◆ Activity: Every line of the listing that holds the word "hand" should be returned.

◆ Information provided:
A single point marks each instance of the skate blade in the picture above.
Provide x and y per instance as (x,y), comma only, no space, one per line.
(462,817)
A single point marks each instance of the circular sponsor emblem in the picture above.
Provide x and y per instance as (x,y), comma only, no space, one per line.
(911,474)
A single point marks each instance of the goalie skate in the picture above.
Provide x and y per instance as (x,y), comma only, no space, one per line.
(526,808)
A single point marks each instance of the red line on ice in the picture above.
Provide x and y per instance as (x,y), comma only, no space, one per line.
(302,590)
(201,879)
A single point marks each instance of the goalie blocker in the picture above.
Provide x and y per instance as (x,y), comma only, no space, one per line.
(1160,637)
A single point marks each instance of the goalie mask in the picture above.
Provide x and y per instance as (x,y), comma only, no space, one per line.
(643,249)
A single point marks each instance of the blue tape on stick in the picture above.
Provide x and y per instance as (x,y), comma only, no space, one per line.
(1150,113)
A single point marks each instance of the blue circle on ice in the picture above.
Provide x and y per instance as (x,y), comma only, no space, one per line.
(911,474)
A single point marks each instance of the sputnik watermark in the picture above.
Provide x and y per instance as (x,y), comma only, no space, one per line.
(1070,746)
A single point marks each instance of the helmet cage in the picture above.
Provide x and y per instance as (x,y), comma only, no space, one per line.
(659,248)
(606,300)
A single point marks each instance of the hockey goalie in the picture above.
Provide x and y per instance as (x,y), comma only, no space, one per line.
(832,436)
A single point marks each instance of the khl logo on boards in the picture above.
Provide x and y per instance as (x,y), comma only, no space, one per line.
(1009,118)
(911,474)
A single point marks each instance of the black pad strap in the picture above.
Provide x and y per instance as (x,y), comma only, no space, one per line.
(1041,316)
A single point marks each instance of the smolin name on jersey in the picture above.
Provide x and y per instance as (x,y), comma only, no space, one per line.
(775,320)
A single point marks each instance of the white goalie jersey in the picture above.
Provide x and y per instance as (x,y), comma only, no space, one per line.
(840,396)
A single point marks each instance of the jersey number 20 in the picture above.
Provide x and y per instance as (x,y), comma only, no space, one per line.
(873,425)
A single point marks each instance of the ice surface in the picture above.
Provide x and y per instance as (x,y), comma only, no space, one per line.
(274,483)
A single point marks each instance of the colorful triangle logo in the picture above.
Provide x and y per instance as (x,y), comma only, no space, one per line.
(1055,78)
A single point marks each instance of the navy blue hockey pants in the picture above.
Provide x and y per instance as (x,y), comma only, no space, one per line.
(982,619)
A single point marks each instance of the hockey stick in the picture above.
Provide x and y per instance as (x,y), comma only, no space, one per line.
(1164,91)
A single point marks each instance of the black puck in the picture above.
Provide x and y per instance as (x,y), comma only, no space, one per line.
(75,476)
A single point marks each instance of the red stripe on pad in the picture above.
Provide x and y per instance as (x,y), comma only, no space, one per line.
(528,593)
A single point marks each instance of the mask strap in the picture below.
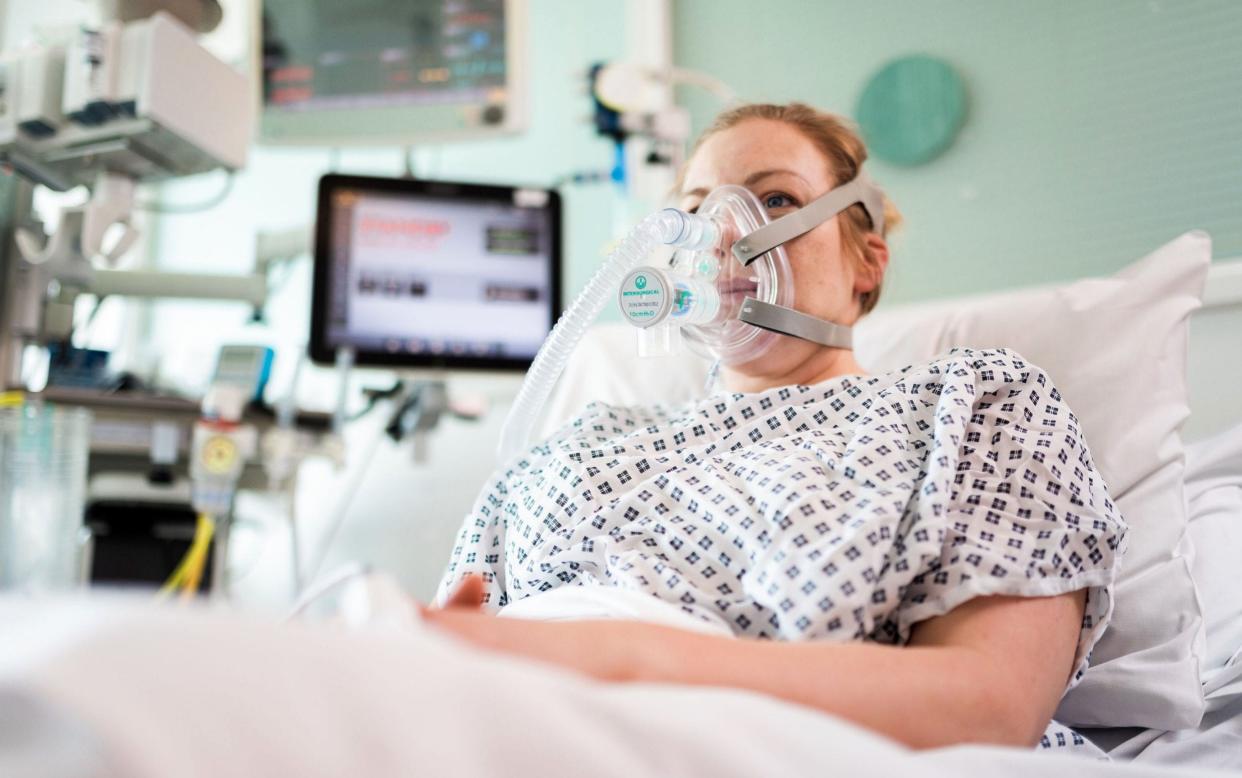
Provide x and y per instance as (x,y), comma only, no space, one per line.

---

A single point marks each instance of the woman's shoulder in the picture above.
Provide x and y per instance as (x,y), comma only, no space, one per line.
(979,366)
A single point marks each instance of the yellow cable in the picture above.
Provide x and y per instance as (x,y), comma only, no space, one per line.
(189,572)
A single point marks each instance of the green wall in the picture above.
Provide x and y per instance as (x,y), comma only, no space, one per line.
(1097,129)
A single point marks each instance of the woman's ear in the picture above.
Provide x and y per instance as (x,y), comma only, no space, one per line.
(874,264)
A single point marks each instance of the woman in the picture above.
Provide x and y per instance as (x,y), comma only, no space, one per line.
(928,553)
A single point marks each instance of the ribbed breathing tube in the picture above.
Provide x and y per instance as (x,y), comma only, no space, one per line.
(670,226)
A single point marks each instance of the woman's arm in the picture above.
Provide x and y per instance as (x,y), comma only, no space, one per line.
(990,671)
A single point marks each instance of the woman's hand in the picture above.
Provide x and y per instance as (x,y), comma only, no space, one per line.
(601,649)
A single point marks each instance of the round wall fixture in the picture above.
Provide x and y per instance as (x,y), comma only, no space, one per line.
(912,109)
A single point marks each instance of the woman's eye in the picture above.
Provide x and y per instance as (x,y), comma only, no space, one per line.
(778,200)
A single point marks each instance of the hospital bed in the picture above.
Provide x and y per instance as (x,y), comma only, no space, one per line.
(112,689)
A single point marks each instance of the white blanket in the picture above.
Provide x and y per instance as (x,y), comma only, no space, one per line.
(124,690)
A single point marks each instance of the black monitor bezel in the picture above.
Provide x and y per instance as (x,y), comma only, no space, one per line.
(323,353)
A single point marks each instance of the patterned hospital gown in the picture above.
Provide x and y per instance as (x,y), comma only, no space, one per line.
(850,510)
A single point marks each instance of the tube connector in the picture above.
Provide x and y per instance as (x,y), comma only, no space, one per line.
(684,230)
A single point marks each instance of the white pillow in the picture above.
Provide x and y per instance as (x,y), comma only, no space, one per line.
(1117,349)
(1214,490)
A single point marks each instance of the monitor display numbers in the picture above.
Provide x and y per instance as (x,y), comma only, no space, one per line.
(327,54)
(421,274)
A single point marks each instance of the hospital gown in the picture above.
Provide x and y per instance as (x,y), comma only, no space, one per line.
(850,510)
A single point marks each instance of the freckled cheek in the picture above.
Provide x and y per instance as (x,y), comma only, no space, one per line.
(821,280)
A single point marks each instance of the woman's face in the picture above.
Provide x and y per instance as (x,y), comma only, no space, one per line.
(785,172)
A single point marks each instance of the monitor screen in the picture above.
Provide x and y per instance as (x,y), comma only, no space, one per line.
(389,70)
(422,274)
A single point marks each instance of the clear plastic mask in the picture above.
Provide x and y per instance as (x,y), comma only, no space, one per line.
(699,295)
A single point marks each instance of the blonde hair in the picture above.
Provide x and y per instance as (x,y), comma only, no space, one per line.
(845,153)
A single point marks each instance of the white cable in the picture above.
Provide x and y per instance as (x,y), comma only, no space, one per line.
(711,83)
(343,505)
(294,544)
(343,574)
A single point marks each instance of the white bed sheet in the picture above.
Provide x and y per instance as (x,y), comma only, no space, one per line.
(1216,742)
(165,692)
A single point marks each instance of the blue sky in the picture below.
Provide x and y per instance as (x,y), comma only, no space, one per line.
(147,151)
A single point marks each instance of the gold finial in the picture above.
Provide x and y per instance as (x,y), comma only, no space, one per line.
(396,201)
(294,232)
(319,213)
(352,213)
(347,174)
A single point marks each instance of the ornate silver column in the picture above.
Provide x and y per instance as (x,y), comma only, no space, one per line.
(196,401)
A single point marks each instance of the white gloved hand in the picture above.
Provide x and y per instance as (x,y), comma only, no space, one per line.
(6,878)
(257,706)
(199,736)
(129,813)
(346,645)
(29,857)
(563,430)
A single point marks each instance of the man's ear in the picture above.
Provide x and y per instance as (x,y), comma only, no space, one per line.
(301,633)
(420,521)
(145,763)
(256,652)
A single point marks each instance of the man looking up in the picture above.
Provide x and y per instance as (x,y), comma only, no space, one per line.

◆ Response:
A single point marks each instance of the woman's hand in the picture above.
A single point marks each instance of the white gloved hand in the picture above.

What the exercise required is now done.